The answer must consist of every line in the data that contains "below".

——

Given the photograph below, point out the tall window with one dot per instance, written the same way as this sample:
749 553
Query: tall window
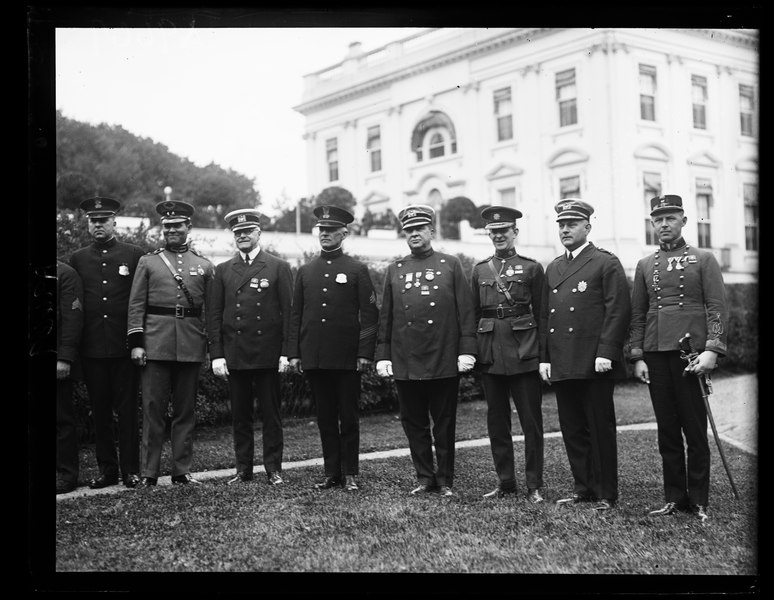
647 93
651 184
503 114
750 193
703 206
566 96
332 157
508 197
435 146
569 187
699 99
374 147
746 106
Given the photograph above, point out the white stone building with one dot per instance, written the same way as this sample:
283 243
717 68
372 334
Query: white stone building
525 117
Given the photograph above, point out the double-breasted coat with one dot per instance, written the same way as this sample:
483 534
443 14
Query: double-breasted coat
248 311
585 313
164 336
427 317
334 314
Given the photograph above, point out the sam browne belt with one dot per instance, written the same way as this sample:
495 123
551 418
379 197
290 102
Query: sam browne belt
501 312
178 311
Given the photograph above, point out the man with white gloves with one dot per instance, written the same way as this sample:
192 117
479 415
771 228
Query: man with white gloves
248 317
426 338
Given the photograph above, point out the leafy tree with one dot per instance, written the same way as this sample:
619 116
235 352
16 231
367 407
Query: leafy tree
454 211
337 196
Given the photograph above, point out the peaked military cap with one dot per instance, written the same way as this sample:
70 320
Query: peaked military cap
572 209
665 203
100 207
416 214
174 211
243 218
332 216
497 217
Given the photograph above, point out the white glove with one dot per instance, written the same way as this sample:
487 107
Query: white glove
384 368
219 368
465 362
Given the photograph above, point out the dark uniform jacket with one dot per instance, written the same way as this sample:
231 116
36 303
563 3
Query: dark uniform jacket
508 339
70 313
107 271
334 314
667 304
248 311
164 336
427 317
585 314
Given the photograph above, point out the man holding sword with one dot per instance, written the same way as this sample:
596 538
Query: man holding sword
678 290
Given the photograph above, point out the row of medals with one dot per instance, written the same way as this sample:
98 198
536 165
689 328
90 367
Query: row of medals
429 276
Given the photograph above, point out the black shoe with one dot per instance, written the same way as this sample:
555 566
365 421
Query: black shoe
499 492
328 483
240 477
670 508
103 481
64 487
185 480
575 499
604 504
700 511
132 480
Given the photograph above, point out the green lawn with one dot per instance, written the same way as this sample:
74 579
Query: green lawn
381 529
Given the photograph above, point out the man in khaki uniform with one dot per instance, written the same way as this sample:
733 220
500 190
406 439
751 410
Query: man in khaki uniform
169 341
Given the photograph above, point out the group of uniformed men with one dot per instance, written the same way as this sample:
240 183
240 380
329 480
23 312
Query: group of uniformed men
515 323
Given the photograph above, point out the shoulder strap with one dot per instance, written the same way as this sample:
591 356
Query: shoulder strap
178 278
499 283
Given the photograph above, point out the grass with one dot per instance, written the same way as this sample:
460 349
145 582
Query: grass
292 528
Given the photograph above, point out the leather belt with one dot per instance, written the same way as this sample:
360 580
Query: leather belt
505 311
178 311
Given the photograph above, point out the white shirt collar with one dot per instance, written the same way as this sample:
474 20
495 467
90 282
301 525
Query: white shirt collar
253 253
577 251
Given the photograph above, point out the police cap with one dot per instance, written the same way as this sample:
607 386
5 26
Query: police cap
497 217
332 216
175 211
243 218
100 207
665 203
571 209
416 215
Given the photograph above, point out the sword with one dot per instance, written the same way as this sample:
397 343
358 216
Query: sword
688 354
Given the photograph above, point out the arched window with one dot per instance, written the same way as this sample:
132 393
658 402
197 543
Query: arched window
434 136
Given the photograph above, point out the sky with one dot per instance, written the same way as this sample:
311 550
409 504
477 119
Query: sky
222 95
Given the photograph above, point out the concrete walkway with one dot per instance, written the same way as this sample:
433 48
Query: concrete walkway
733 403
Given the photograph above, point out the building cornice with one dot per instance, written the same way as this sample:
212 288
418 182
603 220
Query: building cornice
402 72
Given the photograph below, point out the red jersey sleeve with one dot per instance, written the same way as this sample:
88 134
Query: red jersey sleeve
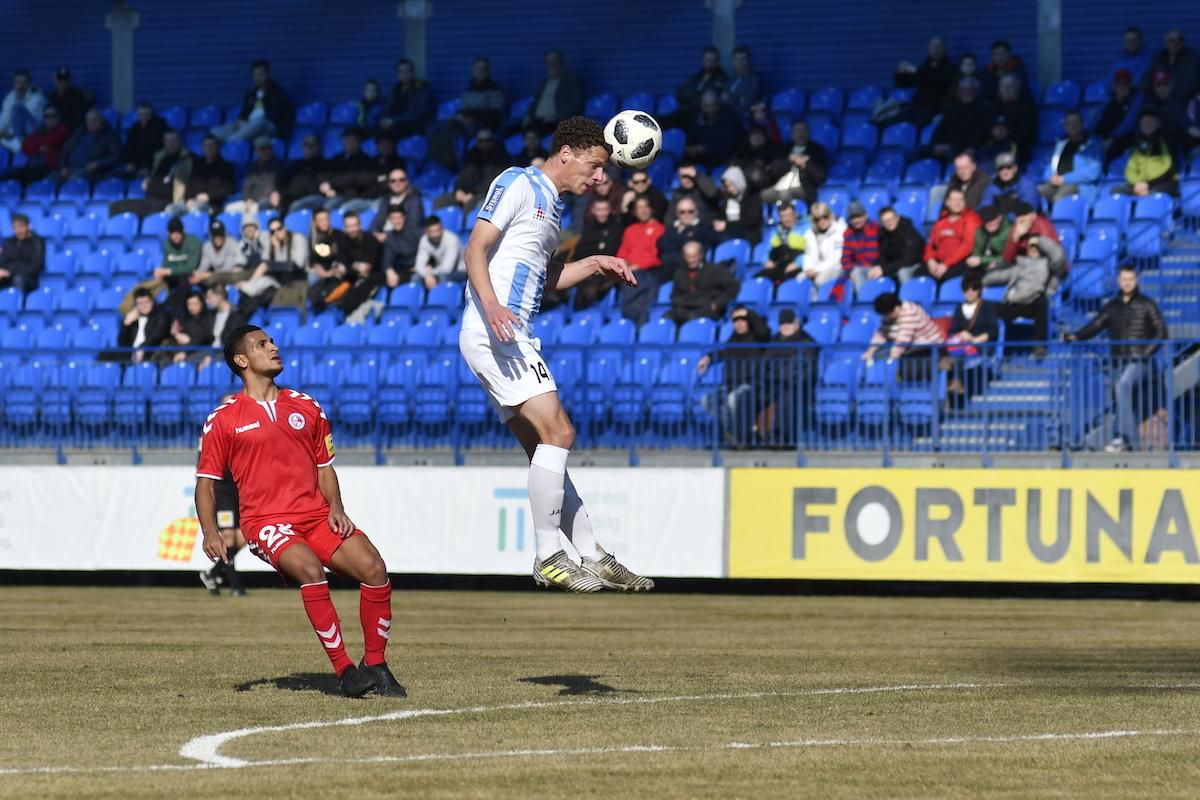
323 439
214 447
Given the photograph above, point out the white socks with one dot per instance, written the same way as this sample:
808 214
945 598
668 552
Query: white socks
547 475
577 525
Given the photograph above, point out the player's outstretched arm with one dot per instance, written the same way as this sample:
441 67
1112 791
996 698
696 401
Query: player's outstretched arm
327 480
564 276
207 511
499 319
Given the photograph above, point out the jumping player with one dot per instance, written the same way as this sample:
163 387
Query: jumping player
509 266
279 446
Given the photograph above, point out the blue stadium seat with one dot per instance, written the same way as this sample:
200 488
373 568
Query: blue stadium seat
919 290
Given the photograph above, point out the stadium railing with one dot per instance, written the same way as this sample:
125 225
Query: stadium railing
801 398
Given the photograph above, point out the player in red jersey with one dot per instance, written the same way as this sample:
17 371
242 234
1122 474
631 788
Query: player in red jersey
279 446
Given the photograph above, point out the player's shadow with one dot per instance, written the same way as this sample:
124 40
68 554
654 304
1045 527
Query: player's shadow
300 681
574 684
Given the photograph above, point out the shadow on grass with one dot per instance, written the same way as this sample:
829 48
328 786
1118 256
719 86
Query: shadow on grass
574 684
301 681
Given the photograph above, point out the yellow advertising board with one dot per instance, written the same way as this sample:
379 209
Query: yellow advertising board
965 524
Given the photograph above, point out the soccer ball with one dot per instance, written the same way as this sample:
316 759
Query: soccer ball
635 138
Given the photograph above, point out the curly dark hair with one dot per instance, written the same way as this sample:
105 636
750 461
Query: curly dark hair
579 133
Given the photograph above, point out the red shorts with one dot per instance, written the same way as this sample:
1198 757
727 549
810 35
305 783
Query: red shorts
268 537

——

Reply to the task
Given the photograph below, point out the tall window with one dot per instance, written the same way as this sample:
Given the photograph below, point out the red jersey sleeve with one dot per instance, written the same way as this sample:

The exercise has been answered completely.